■ Questions ■
[a] According to the article on oud, why does the heartwood of an Aquilaria tree become dark, resinous and fragrant? Answer in one to three sentences.
[b] Carry on the article about oud, picking up after its final sentence.

*** Page excerpt

What Is Oud? The World's Most Expensive Wood

Few aromatic substances carry the cultural weight, historical depth, and sheer sensory complexity of oud (عود). Known in the West as agarwood, oud is a dark, resinous heartwood that forms inside Aquilaria trees when they become infected with a specific type of mold. The tree produces a fragrant, oil-saturated resin as a defense response — and it is this resin that, when harvested and processed correctly, produces one of the most sought-after and expensive natural perfume materials on earth.

In the Middle East, oud is not simply a fragrance. It is identity, status, ceremony, and memory. It is burned in homes to welcome guests, worn on skin for weddings and religious occasions, and offered as gifts that speak louder than words.

A Brief History: From Ancient Trade Routes to Modern Luxury

The use of agarwood spans millennia and continents. Ancient Sanskrit texts reference it. It appears in the Hebrew Bible, the Quran, and the writings of Chinese, Japanese, and Indian scholars. The Arab spice trade carried it from the forests of Southeast Asia — primarily Cambodia, Vietnam, Laos, and India's Assam region — westward across the Indian Ocean, through the Gulf ports, and into the palaces and souks of the Middle East.

By the medieval period, oud oil (attar al oud) had become a mark of royal refinement in the Arab world. Rulers and scholars alike were known to anoint themselves with it. The tradition has never died — in the Gulf, a man who smells of quality oud commands respect without uttering a word.

Understanding Quality: What Separates Good Oud from Great Oud

Navigating the oud market requires understanding a few key variables:

Origin

The geographic origin of the wood fundamentally shapes its character:

  • Hindi (Indian): Deep, earthy, animalic, and barnyard-rich. Considered by many Gulf connoisseurs to be the most prized. Bold and medicinal in profile.
  • Cambodian (Cambodi): Sweet, fruity, and relatively approachable. Often a gateway oud for newcomers to the tradition.
  • Vietnamese (Kinam/Kynam): The rarest and most expensive category. Exceptionally complex — simultaneously sweet, cool, bitter, and floral. Kinam is considered the pinnacle of oud.
  • Malay/Borneo: Woody, slightly green, with a creamy, smooth character.

******
*** Supplied material

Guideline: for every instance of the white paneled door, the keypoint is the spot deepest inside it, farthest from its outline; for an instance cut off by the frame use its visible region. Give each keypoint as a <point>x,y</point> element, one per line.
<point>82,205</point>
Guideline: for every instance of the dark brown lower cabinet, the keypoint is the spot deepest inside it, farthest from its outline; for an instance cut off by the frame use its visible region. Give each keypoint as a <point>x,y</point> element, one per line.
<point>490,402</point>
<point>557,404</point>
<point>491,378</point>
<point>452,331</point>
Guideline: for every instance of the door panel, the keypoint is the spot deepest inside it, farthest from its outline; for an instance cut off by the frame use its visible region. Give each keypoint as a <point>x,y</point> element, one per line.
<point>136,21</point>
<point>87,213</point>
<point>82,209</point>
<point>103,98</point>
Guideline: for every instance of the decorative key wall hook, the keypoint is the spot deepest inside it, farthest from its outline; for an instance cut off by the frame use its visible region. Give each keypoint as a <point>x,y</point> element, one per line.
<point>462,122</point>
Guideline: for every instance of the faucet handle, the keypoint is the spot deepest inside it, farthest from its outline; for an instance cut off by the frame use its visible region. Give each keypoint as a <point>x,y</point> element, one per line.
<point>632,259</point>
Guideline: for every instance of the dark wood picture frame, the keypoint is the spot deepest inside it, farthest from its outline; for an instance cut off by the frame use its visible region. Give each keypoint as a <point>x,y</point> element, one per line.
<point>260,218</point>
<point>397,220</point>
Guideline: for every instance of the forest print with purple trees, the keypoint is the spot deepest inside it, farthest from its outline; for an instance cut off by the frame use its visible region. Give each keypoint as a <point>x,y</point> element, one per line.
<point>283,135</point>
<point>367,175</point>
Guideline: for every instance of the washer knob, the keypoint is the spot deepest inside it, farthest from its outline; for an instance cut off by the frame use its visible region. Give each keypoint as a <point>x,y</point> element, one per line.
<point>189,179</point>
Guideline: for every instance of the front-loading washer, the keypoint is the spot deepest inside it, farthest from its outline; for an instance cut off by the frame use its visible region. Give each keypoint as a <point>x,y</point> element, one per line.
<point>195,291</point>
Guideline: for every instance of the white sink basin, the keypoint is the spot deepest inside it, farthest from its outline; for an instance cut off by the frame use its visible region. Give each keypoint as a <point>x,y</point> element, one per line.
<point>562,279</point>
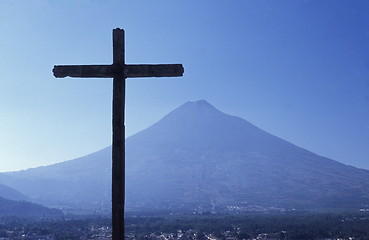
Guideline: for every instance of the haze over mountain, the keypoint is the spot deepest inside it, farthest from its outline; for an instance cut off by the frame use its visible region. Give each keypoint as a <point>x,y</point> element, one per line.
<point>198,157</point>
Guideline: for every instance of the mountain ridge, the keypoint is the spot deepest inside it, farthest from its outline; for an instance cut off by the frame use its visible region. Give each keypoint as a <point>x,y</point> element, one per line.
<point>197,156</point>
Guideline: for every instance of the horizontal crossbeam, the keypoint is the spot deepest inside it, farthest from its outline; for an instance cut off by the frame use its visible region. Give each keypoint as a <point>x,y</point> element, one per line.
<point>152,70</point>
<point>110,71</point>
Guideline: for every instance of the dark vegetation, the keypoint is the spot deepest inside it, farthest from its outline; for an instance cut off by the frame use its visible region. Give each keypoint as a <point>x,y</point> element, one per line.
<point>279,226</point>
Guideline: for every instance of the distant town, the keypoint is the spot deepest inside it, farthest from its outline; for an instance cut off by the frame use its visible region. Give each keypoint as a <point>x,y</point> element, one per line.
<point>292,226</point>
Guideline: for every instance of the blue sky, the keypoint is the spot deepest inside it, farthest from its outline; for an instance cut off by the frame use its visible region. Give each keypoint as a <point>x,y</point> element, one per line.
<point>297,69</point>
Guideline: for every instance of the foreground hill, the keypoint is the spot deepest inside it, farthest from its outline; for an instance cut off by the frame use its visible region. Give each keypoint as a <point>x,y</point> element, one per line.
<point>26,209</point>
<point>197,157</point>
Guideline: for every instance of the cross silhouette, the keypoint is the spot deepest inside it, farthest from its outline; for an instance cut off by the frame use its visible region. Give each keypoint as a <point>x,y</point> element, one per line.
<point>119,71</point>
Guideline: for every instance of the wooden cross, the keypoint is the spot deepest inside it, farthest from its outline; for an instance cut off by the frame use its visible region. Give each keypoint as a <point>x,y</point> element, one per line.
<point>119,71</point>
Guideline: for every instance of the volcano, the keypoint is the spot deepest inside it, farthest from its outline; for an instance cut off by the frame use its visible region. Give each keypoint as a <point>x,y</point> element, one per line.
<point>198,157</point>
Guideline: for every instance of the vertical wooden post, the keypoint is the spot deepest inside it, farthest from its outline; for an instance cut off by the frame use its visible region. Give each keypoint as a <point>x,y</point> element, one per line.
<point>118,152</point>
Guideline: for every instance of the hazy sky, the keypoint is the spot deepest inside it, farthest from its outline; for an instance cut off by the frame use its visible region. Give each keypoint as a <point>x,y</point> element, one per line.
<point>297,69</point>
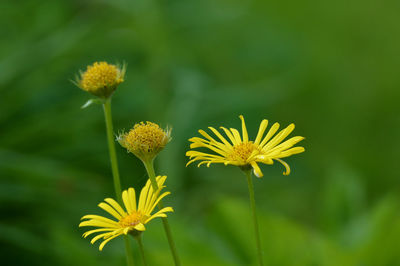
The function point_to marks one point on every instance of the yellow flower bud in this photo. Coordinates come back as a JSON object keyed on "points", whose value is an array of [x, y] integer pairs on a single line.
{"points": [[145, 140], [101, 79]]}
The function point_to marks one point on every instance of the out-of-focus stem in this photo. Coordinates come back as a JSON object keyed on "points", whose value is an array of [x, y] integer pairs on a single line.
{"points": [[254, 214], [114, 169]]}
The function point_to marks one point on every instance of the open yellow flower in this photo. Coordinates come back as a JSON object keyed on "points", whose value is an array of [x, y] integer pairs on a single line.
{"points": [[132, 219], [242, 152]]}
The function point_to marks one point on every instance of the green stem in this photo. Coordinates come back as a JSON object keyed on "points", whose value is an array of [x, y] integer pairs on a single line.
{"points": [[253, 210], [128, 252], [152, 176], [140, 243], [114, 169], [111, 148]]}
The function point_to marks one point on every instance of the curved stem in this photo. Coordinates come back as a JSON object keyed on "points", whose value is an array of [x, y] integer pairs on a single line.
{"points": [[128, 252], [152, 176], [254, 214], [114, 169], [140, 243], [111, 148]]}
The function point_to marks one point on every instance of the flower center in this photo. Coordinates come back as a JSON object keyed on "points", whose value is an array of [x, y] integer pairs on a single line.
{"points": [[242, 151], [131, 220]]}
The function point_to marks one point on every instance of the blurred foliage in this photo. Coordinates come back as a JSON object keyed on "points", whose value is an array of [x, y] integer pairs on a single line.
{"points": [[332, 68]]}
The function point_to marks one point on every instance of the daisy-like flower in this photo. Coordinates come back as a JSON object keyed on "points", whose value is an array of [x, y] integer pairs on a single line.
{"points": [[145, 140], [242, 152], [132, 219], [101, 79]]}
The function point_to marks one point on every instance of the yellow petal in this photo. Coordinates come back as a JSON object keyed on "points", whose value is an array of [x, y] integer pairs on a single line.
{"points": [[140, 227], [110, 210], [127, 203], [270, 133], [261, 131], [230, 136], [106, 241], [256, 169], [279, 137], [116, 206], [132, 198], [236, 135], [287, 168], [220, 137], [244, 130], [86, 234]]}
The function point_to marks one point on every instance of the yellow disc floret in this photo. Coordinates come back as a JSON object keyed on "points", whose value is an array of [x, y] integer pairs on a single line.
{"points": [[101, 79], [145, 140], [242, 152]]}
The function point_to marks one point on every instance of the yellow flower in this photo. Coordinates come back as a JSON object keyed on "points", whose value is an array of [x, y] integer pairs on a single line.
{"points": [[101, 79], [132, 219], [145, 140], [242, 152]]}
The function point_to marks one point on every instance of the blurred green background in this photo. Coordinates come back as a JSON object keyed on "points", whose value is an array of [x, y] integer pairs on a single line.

******

■ Answers by task ■
[a] The heartwood changes when the tree is infected with a specific type of mold. As a defense response, the tree produces a fragrant, oil-saturated resin, and this resin is what yields oud when it is harvested and processed correctly.

[b]
Distillation Method

Traditional hydro-distillation — steaming wood chips over water in copper stills — produces the most complex, authentic oil. The process takes days and yields very small quantities of oil, which is why genuine wild oud can command prices comparable to gold by weight. Be skeptical of very cheap "oud" products; many use synthetic agarwood molecules or adulterated blends.

Wild vs. Cultivated

Wild agarwood, harvested from old-growth trees, is increasingly rare and strictly regulated. Cultivated or plantation oud — where infection is artificially induced — produces a more consistent but generally less complex oil. The finest wild-harvested oud from Vietnam or Cambodia is extraordinarily difficult to source and commands extraordinary prices.

How to Wear Oud: The Art of Application

Oud behaves differently from Western eau de parfum. It is typically an oil, applied in small quantities directly to the skin — pulse points on the wrist, inner elbow, neck, or even clothing. A single drop is sufficient for most applications. More is not better; oud is meant to be discovered, not announced.

It also evolves dramatically over time. The opening notes (sharp, smoky, or animalic) give way to a rich, warm heart, and then to a long, clean drydown that can last many hours on skin and days on fabric.

Oud Incense: The Burning Ritual

In Gulf households, oud chips or oud-infused wood are burned on mabkhara — small incense burners fueled by charcoal. The smoke is directed over clothes, through rooms, and into hair as an act of perfuming and purification. The ritual of passing a mabkhara around the room to guests is one of the defining gestures of Arab hospitality.

Where to Begin: Recommended Houses and Starting Points

For newcomers, the most accessible entry points into serious Middle Eastern perfumery include:

  • Abdul Samad Al Qurashi — Saudi Arabia's most venerable oud house, with a history spanning generations.
  • Amouage — Founded in Oman with Royal patronage, now internationally recognized for its complex, oud-centric compositions.
  • Ajmal Perfumes — Dubai-based, offering a wide range from accessible blends to high-end pure oils.
  • Ensar Oud — A smaller, specialist house focused on rare single-origin wild agarwood oils for serious collectors.

Visit a reputable souk or specialist boutique if you can — oud is a fragrance that must be experienced on skin, in person, over time. No description fully prepares you for it.